ARTICLE
● ● ● ● ● ● ●

Use one of the following two solutions to unlock the logs and data files.

Solution 1

Manually unlock the logs and JMS data files and start the servers by creating a copy of the locked persistence store file and using the copy for subsequent operations. To create a copy of the locked persistence store file, rename the file, and then copy it back to its original name. The following sample steps assume that transaction logs are stored in the /shared/tlogs directory and JMS data is stored in the /shared/jms directory.

cd /shared/tlogs
mv _WLS_SOA_SERVER1000000.DAT _WLS_SOA_SERVER1000000.DAT.old
cp _WLS_SOA_SERVER1000000.DAT.old _WLS_SOA_SERVER1000000.DAT
cd /shared/jms
mv SOAJMSFILESTORE_AUTO_1000000.DAT SOAJMSFILESTORE_AUTO_1000000.DAT.old
cp SOAJMSFILESTORE_AUTO_1000000.DAT.old SOAJMSFILESTORE_AUTO_1000000.DAT
mv UMSJMSFILESTORE_AUTO_1000000.DAT UMSJMSFILESTORE_AUTO_1000000.DAT.old
cp UMSJMSFILESTORE_AUTO_1000000.DAT.old UMSJMSFILESTORE_AUTO_1000000.DAT

With this solution, the WebLogic file locking mechanism continues to provide protection from any accidental data corruption if multiple instances of the same servers were accidently started. However, the servers must be restarted manually after abrupt machine failures. File stores will create multiple consecutively numbered .DAT files when they are used to store large amounts of data. All files may need to be copied and renamed when this occurs.

Solution 2

Disable WebLogic file locking by disabling the native I/O wlfileio2 driver. The following sample steps move the shared object for the driver to a backup location, effectively removing it.

cd WL_HOME/server/native/platform/cpu_arch
mv libwlfileio2.so /shared/backup

With this solution, since the WebLogic locking is disabled, automated server restarts and failovers succeed. In addition, this may result in performance degradations. Be very cautious when using this solution. Always configure the database based leasing option, which enforces additional locking mechanism using database tables, and prevents automated restart of more than one instance of same WebLogic Server. Additional procedural precautions must be implemented to avoid any human error and ensure that one and only one instance of a server is manually started at any given point of time. Similarly, extra precautions must be taken to ensure that no two domains have a store with the same name that references the same directory.

6.2.5 Port Translation with Oracle Portal Loopback

In a high availability Portal implementation, it is often required to configure the Parallel Page Engine to loopback requests through a load balancer. When configuring the load balancer for Portal Loopback ensure that it is not configured with Port Translation. For example:

The correct configuration: Load Balancer Listens for Requests on Port 7777 and Passes them onto Web Cache Port 7777.

The incorrect configuration: Load Balancer Listens for Requests on Port 8888 and Passes them onto Web Cache Port 7777.

6.2.6 Fusion Middleware Control May Display Incorrect Status

In some instances, Oracle WebLogic Fusion Middleware Control may display the incorrect status of a component immediately after the component has been restarted or failed over.

● ● ● ● ● ● ●

TASK OBJECTIVE
In the WebLogic text, list every persistence store file that the sample steps under "Solution 1" rename and then copy back to its original name.

Records from a dataset
● ● ● ● ● ● ●

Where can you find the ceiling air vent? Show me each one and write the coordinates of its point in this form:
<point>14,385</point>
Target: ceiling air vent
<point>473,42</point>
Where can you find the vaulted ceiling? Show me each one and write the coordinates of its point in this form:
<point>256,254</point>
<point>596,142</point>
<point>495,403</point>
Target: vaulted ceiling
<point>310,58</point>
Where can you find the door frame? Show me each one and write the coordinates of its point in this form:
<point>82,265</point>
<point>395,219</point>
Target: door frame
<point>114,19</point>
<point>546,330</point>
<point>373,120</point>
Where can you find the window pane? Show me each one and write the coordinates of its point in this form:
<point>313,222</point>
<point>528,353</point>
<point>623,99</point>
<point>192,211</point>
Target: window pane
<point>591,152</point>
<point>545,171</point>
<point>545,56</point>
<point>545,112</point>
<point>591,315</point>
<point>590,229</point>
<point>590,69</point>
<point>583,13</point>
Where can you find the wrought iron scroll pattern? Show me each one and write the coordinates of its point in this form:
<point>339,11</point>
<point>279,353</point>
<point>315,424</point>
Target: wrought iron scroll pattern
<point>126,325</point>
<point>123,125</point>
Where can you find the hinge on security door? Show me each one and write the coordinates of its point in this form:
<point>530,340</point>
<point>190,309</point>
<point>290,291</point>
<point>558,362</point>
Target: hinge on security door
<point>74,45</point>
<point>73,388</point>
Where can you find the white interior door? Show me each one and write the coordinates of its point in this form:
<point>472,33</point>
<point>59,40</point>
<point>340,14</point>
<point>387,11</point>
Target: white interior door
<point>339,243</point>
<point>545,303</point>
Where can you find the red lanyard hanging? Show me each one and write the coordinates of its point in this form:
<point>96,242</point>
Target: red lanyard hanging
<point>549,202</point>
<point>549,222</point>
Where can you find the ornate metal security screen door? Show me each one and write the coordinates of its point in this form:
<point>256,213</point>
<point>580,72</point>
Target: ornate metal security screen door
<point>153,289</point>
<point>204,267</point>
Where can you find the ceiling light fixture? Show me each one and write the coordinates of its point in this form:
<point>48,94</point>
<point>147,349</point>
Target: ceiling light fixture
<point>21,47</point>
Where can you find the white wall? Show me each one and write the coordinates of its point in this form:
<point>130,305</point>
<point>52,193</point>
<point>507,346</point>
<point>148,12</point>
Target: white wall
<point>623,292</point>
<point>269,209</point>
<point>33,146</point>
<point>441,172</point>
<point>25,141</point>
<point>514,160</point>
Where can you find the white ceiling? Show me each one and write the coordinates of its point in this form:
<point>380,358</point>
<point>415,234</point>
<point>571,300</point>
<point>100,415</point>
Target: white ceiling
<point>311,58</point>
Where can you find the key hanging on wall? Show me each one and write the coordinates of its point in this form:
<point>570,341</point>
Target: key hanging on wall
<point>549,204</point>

● ● ● ● ● ● ●

RIGHT ANSWER
_WLS_SOA_SERVER1000000.DAT
SOAJMSFILESTORE_AUTO_1000000.DAT
UMSJMSFILESTORE_AUTO_1000000.DAT